- **ENTRIES PROVIDED**
● ● ●

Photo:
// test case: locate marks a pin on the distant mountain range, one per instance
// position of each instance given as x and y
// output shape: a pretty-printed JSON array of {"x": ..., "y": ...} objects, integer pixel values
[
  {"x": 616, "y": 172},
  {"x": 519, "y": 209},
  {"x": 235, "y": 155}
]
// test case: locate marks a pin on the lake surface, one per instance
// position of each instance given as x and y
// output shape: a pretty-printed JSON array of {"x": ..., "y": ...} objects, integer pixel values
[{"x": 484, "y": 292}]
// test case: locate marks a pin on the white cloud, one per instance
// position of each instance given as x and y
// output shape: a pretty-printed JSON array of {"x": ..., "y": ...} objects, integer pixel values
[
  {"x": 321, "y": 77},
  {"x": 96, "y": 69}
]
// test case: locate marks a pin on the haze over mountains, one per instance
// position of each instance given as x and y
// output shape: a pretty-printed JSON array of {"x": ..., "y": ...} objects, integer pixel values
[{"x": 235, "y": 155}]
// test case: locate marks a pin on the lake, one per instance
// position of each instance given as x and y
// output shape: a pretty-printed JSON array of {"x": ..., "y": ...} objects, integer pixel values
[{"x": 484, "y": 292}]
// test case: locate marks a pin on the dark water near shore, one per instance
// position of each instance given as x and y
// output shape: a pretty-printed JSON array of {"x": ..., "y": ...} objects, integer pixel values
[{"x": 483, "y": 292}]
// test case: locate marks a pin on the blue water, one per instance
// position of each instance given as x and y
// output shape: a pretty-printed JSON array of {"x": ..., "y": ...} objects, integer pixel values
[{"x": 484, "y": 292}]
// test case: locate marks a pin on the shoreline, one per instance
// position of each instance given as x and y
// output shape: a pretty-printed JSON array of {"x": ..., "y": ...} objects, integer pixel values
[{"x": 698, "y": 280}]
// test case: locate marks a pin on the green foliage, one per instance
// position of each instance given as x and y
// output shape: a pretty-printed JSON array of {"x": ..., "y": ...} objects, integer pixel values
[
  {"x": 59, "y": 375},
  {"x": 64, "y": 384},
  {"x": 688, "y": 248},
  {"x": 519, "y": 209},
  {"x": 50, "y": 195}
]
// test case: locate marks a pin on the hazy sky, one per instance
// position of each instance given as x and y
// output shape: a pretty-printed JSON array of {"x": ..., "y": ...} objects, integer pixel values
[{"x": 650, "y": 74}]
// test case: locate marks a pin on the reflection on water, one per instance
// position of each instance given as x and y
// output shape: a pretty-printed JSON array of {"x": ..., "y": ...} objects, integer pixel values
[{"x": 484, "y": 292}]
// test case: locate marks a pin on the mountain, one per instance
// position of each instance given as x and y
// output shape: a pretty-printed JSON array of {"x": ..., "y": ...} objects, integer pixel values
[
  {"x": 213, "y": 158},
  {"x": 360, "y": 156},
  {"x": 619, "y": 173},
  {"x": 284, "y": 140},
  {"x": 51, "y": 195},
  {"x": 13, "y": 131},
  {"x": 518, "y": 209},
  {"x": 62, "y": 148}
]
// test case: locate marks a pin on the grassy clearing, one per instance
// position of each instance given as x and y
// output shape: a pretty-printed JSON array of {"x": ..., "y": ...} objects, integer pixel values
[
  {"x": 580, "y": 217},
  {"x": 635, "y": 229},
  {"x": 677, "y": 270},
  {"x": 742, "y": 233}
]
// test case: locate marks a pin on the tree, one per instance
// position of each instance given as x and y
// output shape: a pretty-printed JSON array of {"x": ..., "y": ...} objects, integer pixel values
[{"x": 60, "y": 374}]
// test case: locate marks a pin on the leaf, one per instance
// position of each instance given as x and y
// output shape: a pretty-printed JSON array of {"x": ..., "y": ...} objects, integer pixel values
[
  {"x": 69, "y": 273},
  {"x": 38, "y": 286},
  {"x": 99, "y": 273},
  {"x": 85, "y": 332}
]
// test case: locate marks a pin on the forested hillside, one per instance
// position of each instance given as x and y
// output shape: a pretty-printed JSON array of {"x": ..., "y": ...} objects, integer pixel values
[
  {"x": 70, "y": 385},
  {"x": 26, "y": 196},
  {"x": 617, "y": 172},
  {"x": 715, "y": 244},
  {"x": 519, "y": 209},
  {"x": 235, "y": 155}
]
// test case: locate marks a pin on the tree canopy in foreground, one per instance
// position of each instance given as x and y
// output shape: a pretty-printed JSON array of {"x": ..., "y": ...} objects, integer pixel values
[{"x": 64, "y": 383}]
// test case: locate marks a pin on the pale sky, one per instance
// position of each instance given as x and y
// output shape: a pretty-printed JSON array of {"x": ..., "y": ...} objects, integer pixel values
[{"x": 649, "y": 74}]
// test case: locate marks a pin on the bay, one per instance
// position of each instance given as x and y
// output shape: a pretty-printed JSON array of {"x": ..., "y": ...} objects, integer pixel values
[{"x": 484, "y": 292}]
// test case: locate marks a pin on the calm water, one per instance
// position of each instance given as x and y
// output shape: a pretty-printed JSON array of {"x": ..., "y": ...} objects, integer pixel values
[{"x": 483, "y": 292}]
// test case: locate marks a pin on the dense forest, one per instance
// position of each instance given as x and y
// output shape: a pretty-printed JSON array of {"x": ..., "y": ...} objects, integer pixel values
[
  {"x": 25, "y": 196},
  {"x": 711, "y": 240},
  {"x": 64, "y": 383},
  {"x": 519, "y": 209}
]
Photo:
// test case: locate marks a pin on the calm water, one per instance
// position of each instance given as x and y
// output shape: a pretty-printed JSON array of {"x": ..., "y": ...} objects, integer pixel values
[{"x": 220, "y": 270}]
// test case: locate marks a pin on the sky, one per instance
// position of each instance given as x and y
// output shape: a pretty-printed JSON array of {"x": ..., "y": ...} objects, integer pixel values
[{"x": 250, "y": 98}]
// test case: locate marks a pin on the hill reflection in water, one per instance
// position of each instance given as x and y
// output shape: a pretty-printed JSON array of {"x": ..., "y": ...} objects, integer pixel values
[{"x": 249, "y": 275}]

● ● ●

- **PROBLEM DESCRIPTION**
Everything from the line that contains "bay, one per instance" through the end of the records must be duplicated exactly, and nothing outside that range.

- **WRITTEN SOLUTION**
// test case: locate marks a pin on the bay, one per instance
// position of each instance given as x and y
// output shape: a pretty-printed JSON array of {"x": ..., "y": ...} objects, integer pixel values
[{"x": 484, "y": 292}]
// test case: locate marks a pin on the calm water, one per instance
// position of each instance given as x and y
// output shape: a pretty-printed JSON array of {"x": ..., "y": ...} objects, integer pixel values
[{"x": 483, "y": 292}]
// test case: locate marks a pin on the dense forest, one per instance
// position of each instance given as x and y
// output shape: a pretty-printed JSON array of {"x": ..., "y": ...} objects, integer pixel values
[
  {"x": 25, "y": 196},
  {"x": 711, "y": 240},
  {"x": 64, "y": 383},
  {"x": 519, "y": 209}
]
Photo:
// test case: locate marks a pin on the calm water, one per instance
// position of each instance given as x and y
// output shape: a pretty-printed JSON array of {"x": ..., "y": ...} objects, integer pixel values
[{"x": 220, "y": 270}]
// test case: locate marks a pin on the sky, one per instance
// position of each instance given as x and y
// output shape: a pretty-printed JSON array of {"x": ..., "y": ...} objects, integer pixel values
[{"x": 250, "y": 98}]
// test case: locate marks a pin on the hill reflection in water, one per instance
// position of each instance given as x and y
// output shape: a pretty-printed JSON array of {"x": ..., "y": ...} objects, integer pixel values
[{"x": 249, "y": 275}]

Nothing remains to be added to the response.